▶ **ENUNCIADO ESCRITO**: Reproduzca sin alteración alguna las líneas que van desde la que contiene "draw the outline of the reddish" hasta la que contiene "278 263 L 281", ambas incluidas.

[Filas del conjunto de datos de anotación]
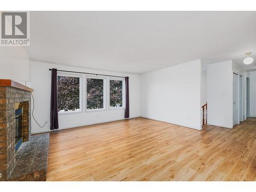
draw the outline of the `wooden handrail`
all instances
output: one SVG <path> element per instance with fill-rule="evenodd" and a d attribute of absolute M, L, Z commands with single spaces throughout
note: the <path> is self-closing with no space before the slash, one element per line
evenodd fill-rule
<path fill-rule="evenodd" d="M 3 87 L 12 87 L 15 88 L 22 89 L 30 92 L 33 92 L 33 89 L 29 88 L 28 87 L 24 86 L 15 82 L 11 79 L 0 79 L 0 86 Z"/>
<path fill-rule="evenodd" d="M 204 126 L 207 124 L 207 103 L 202 106 L 202 109 L 203 110 L 203 126 Z M 204 111 L 205 110 L 205 115 L 204 114 Z"/>

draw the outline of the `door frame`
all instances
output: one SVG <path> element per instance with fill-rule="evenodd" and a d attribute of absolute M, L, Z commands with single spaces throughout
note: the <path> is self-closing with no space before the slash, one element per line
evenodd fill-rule
<path fill-rule="evenodd" d="M 246 111 L 245 119 L 250 117 L 250 77 L 246 77 Z M 248 112 L 248 113 L 247 113 Z"/>
<path fill-rule="evenodd" d="M 237 103 L 237 124 L 240 124 L 241 122 L 243 122 L 244 121 L 244 119 L 243 117 L 244 116 L 244 112 L 243 111 L 243 109 L 244 109 L 244 98 L 243 97 L 243 90 L 244 90 L 244 86 L 243 85 L 243 77 L 244 75 L 241 73 L 239 73 L 237 71 L 233 70 L 233 74 L 237 75 L 238 76 L 238 81 L 237 81 L 237 102 L 238 103 Z M 242 98 L 241 98 L 241 102 L 242 102 L 242 119 L 240 119 L 240 104 L 239 102 L 240 101 L 240 77 L 241 76 L 241 80 L 242 80 L 242 89 L 241 89 L 241 91 L 242 91 Z M 233 88 L 233 86 L 232 87 Z M 232 101 L 233 101 L 232 100 Z M 233 108 L 233 105 L 232 105 L 232 107 Z M 233 110 L 232 110 L 233 111 Z M 233 117 L 233 116 L 232 116 Z M 233 121 L 232 121 L 233 122 Z"/>

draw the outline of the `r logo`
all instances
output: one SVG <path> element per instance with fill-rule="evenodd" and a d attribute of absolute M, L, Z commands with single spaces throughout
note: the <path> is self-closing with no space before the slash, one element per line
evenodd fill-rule
<path fill-rule="evenodd" d="M 2 13 L 2 39 L 26 39 L 27 38 L 27 13 Z"/>

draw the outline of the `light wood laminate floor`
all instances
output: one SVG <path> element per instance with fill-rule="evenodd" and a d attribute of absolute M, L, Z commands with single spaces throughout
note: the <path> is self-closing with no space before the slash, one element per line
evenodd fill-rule
<path fill-rule="evenodd" d="M 255 181 L 256 119 L 197 131 L 138 118 L 50 134 L 47 181 Z"/>

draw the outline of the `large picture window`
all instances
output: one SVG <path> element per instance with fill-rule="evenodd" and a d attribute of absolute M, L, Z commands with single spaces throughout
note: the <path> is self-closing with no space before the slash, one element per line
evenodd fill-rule
<path fill-rule="evenodd" d="M 104 81 L 102 79 L 87 79 L 87 109 L 104 108 Z"/>
<path fill-rule="evenodd" d="M 110 106 L 111 108 L 123 106 L 123 81 L 110 80 Z"/>
<path fill-rule="evenodd" d="M 80 111 L 79 77 L 58 75 L 58 110 L 60 113 Z"/>

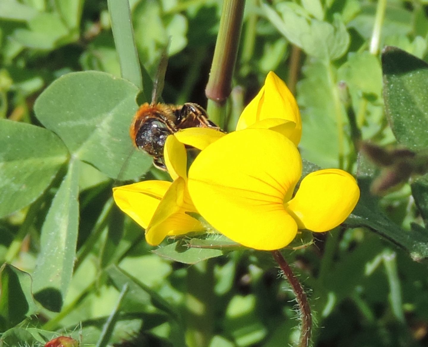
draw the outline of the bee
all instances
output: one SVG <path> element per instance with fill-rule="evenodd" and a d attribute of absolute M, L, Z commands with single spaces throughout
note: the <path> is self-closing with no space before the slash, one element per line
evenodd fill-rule
<path fill-rule="evenodd" d="M 155 166 L 166 171 L 163 147 L 166 138 L 180 129 L 210 128 L 223 130 L 208 119 L 206 111 L 197 104 L 169 105 L 157 102 L 163 89 L 167 65 L 165 48 L 160 58 L 153 83 L 152 102 L 141 105 L 134 116 L 129 129 L 134 145 L 153 157 Z"/>
<path fill-rule="evenodd" d="M 156 103 L 152 100 L 140 107 L 131 124 L 129 133 L 134 145 L 153 157 L 153 164 L 166 170 L 163 147 L 168 135 L 189 128 L 210 128 L 222 131 L 208 119 L 206 111 L 197 104 L 184 105 Z"/>

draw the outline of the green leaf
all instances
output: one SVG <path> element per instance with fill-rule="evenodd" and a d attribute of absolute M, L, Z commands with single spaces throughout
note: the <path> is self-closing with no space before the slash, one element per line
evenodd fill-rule
<path fill-rule="evenodd" d="M 397 140 L 410 149 L 428 148 L 428 64 L 388 46 L 382 65 L 386 111 Z"/>
<path fill-rule="evenodd" d="M 317 19 L 322 21 L 324 18 L 324 11 L 320 0 L 302 0 L 305 9 Z"/>
<path fill-rule="evenodd" d="M 30 274 L 12 265 L 0 268 L 0 331 L 16 325 L 37 311 Z"/>
<path fill-rule="evenodd" d="M 220 249 L 189 248 L 183 240 L 157 248 L 153 252 L 161 257 L 185 264 L 196 264 L 206 259 L 219 257 L 224 254 L 223 251 Z"/>
<path fill-rule="evenodd" d="M 62 41 L 69 35 L 68 28 L 57 13 L 39 13 L 30 21 L 28 26 L 30 30 L 15 30 L 13 38 L 30 48 L 54 49 L 66 43 Z"/>
<path fill-rule="evenodd" d="M 0 218 L 40 196 L 68 156 L 64 144 L 51 131 L 0 119 Z"/>
<path fill-rule="evenodd" d="M 372 37 L 377 6 L 375 3 L 363 3 L 358 15 L 348 24 L 349 27 L 354 28 L 365 39 Z M 412 29 L 412 12 L 404 9 L 401 3 L 388 2 L 382 22 L 381 43 L 388 36 L 408 34 Z"/>
<path fill-rule="evenodd" d="M 372 138 L 385 126 L 379 59 L 366 51 L 350 53 L 337 75 L 338 80 L 346 83 L 364 139 Z"/>
<path fill-rule="evenodd" d="M 55 0 L 56 9 L 69 29 L 78 30 L 84 0 Z"/>
<path fill-rule="evenodd" d="M 267 5 L 264 5 L 262 9 L 278 31 L 309 55 L 325 61 L 334 60 L 348 50 L 349 35 L 338 15 L 334 16 L 332 25 L 310 18 L 294 4 L 281 3 L 278 6 L 282 18 Z"/>
<path fill-rule="evenodd" d="M 297 85 L 297 103 L 303 123 L 302 156 L 322 167 L 337 167 L 340 135 L 344 133 L 341 128 L 339 134 L 337 121 L 340 119 L 344 125 L 348 121 L 335 94 L 335 71 L 330 64 L 318 62 L 307 65 L 303 72 L 305 78 Z M 346 157 L 350 149 L 343 137 L 342 144 Z"/>
<path fill-rule="evenodd" d="M 152 163 L 148 155 L 134 148 L 128 134 L 138 92 L 125 80 L 103 72 L 72 73 L 46 88 L 34 110 L 74 157 L 110 177 L 129 179 L 142 175 Z"/>
<path fill-rule="evenodd" d="M 2 335 L 0 343 L 6 346 L 37 346 L 38 341 L 24 328 L 12 328 Z"/>
<path fill-rule="evenodd" d="M 428 175 L 418 178 L 410 187 L 415 203 L 423 219 L 425 228 L 428 227 Z"/>
<path fill-rule="evenodd" d="M 78 167 L 70 163 L 42 228 L 41 251 L 33 275 L 35 297 L 60 310 L 73 273 L 79 222 Z"/>
<path fill-rule="evenodd" d="M 16 0 L 0 1 L 0 18 L 13 21 L 30 21 L 37 14 L 36 9 Z"/>
<path fill-rule="evenodd" d="M 103 330 L 101 332 L 98 342 L 97 343 L 95 347 L 106 347 L 107 345 L 112 334 L 113 333 L 113 329 L 114 328 L 116 321 L 117 320 L 117 315 L 119 313 L 119 308 L 120 307 L 121 304 L 123 300 L 126 293 L 129 289 L 128 283 L 125 283 L 122 287 L 122 289 L 120 291 L 120 295 L 118 299 L 116 306 L 112 311 L 110 315 L 106 322 L 105 324 L 103 327 Z"/>
<path fill-rule="evenodd" d="M 142 89 L 141 68 L 134 40 L 129 3 L 128 0 L 108 0 L 107 3 L 121 76 Z"/>
<path fill-rule="evenodd" d="M 428 231 L 422 227 L 406 231 L 389 219 L 379 208 L 377 199 L 370 195 L 371 180 L 360 178 L 360 200 L 344 224 L 351 228 L 365 227 L 407 250 L 412 258 L 420 261 L 428 258 Z"/>
<path fill-rule="evenodd" d="M 187 43 L 186 17 L 181 13 L 165 15 L 162 12 L 161 4 L 157 1 L 140 1 L 133 11 L 140 60 L 144 62 L 144 66 L 150 72 L 155 71 L 169 37 L 169 55 L 179 52 Z"/>

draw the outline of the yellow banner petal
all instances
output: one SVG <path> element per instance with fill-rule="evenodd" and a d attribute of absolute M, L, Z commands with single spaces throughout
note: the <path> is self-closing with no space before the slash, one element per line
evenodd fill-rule
<path fill-rule="evenodd" d="M 247 105 L 239 116 L 236 130 L 243 130 L 260 120 L 260 112 L 265 100 L 265 86 Z"/>
<path fill-rule="evenodd" d="M 296 127 L 289 138 L 295 144 L 299 143 L 302 136 L 302 121 L 297 103 L 285 83 L 272 71 L 268 74 L 259 94 L 244 109 L 236 130 L 245 129 L 256 122 L 270 118 L 294 122 Z"/>
<path fill-rule="evenodd" d="M 248 247 L 276 249 L 297 231 L 283 199 L 301 173 L 300 155 L 288 139 L 248 129 L 201 152 L 189 170 L 188 187 L 199 212 L 219 231 Z"/>
<path fill-rule="evenodd" d="M 146 181 L 113 188 L 116 204 L 146 228 L 163 195 L 171 185 L 164 181 Z"/>
<path fill-rule="evenodd" d="M 267 118 L 248 127 L 249 129 L 269 129 L 279 133 L 290 139 L 296 146 L 298 142 L 295 142 L 294 132 L 296 130 L 296 123 L 291 121 L 281 119 L 279 118 Z"/>
<path fill-rule="evenodd" d="M 322 232 L 345 221 L 359 198 L 360 189 L 351 175 L 337 169 L 320 170 L 303 178 L 287 209 L 300 228 Z"/>
<path fill-rule="evenodd" d="M 192 128 L 175 133 L 177 139 L 182 143 L 202 150 L 226 134 L 210 128 Z"/>
<path fill-rule="evenodd" d="M 174 135 L 166 138 L 163 149 L 163 157 L 166 169 L 173 180 L 178 177 L 185 179 L 187 167 L 187 153 L 184 145 Z"/>

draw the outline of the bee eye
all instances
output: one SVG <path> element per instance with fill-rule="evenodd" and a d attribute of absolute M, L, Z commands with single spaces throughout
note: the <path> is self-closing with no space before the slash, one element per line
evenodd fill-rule
<path fill-rule="evenodd" d="M 153 128 L 160 128 L 160 129 L 166 129 L 167 128 L 166 125 L 160 121 L 152 121 L 150 124 Z"/>

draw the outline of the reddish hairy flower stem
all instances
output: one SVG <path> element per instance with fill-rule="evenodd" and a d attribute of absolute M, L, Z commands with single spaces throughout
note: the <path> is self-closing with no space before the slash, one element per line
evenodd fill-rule
<path fill-rule="evenodd" d="M 278 263 L 281 270 L 287 277 L 288 283 L 291 285 L 299 305 L 302 324 L 300 327 L 299 347 L 307 347 L 309 345 L 311 332 L 312 331 L 312 316 L 311 315 L 311 308 L 308 302 L 308 298 L 302 288 L 301 285 L 293 273 L 291 268 L 281 252 L 277 250 L 272 251 L 272 254 L 275 261 Z"/>

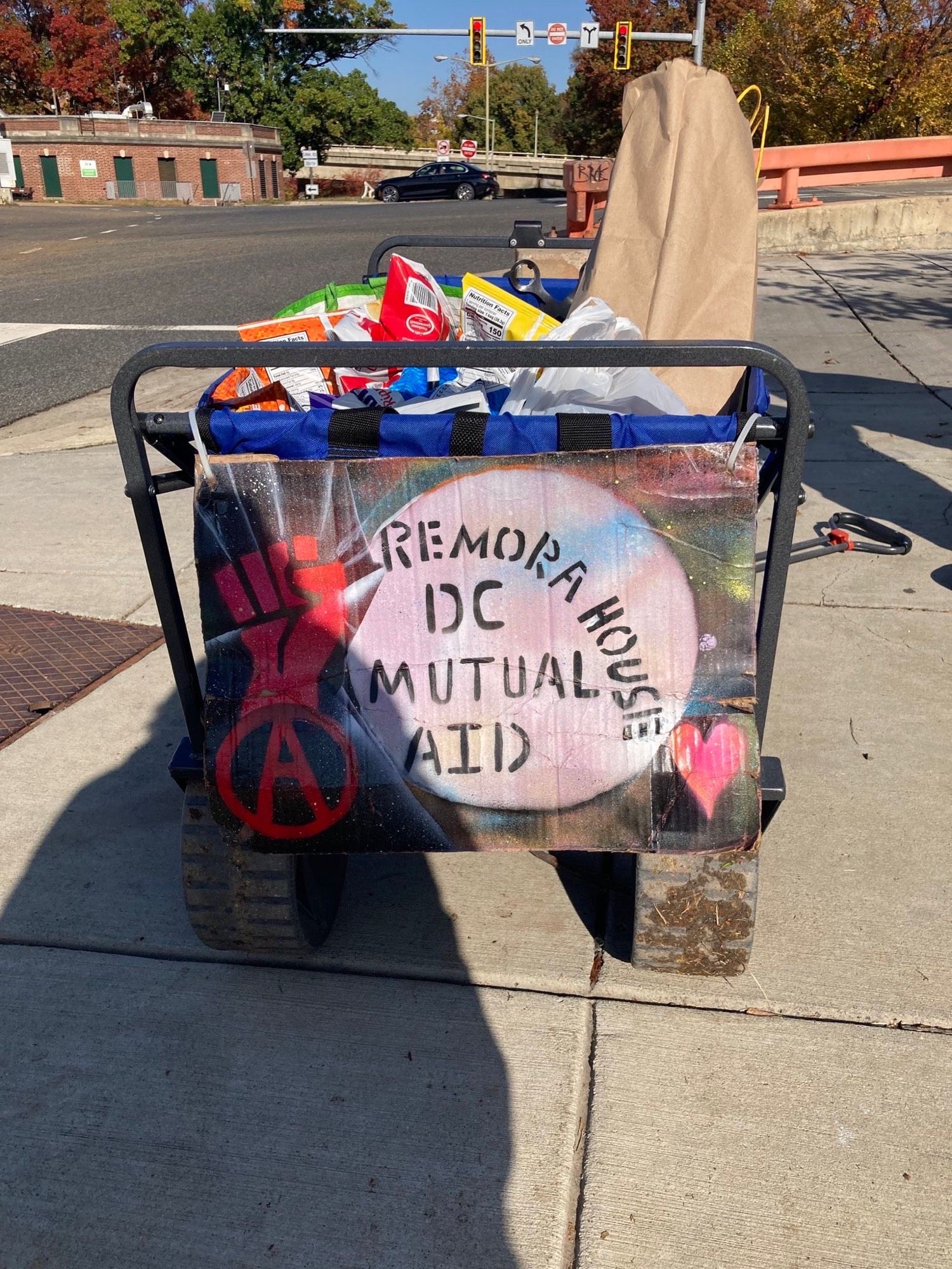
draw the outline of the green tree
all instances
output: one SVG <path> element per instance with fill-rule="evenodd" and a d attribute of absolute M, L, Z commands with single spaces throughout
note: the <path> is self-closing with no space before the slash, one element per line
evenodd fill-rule
<path fill-rule="evenodd" d="M 465 110 L 485 114 L 485 71 L 470 86 Z M 531 154 L 536 141 L 538 112 L 538 152 L 564 154 L 562 102 L 541 66 L 514 62 L 490 71 L 490 119 L 496 121 L 496 150 Z M 472 119 L 457 119 L 456 137 L 472 132 Z"/>
<path fill-rule="evenodd" d="M 363 71 L 339 75 L 329 67 L 307 71 L 261 122 L 281 128 L 289 168 L 300 165 L 301 146 L 314 146 L 324 159 L 333 145 L 407 148 L 414 138 L 410 115 L 382 98 Z"/>
<path fill-rule="evenodd" d="M 305 0 L 300 27 L 395 27 L 388 0 Z M 195 4 L 189 36 L 199 72 L 199 100 L 217 105 L 216 80 L 228 84 L 232 118 L 264 123 L 265 113 L 286 109 L 308 71 L 360 57 L 378 36 L 269 36 L 284 24 L 281 0 L 209 0 Z"/>

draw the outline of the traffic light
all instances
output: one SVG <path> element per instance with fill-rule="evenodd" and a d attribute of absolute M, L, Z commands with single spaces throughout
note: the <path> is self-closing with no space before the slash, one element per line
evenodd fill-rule
<path fill-rule="evenodd" d="M 614 69 L 617 71 L 631 70 L 630 22 L 617 22 L 614 24 Z"/>
<path fill-rule="evenodd" d="M 470 65 L 486 65 L 486 19 L 470 18 Z"/>

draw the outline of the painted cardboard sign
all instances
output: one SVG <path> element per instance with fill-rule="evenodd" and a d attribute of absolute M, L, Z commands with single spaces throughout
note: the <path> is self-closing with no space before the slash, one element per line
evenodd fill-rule
<path fill-rule="evenodd" d="M 755 463 L 727 452 L 218 461 L 195 556 L 222 826 L 754 845 Z"/>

▶ **RESPUESTA DEL EJERCICIO**:
draw the outline of the reddish hairy flower stem
all instances
output: one SVG <path> element per instance with fill-rule="evenodd" and a d attribute of absolute M, L, Z commands with single spaces throughout
note: the <path> is self-closing with no space before the slash, one element per line
evenodd fill-rule
<path fill-rule="evenodd" d="M 278 263 L 281 270 L 287 277 L 288 283 L 291 285 L 299 305 L 302 324 L 300 327 L 299 347 L 307 347 L 309 345 L 311 332 L 312 331 L 312 316 L 311 315 L 311 308 L 308 302 L 308 298 L 302 288 L 301 285 L 293 273 L 291 268 L 281 252 L 277 250 L 272 251 L 272 254 L 275 261 Z"/>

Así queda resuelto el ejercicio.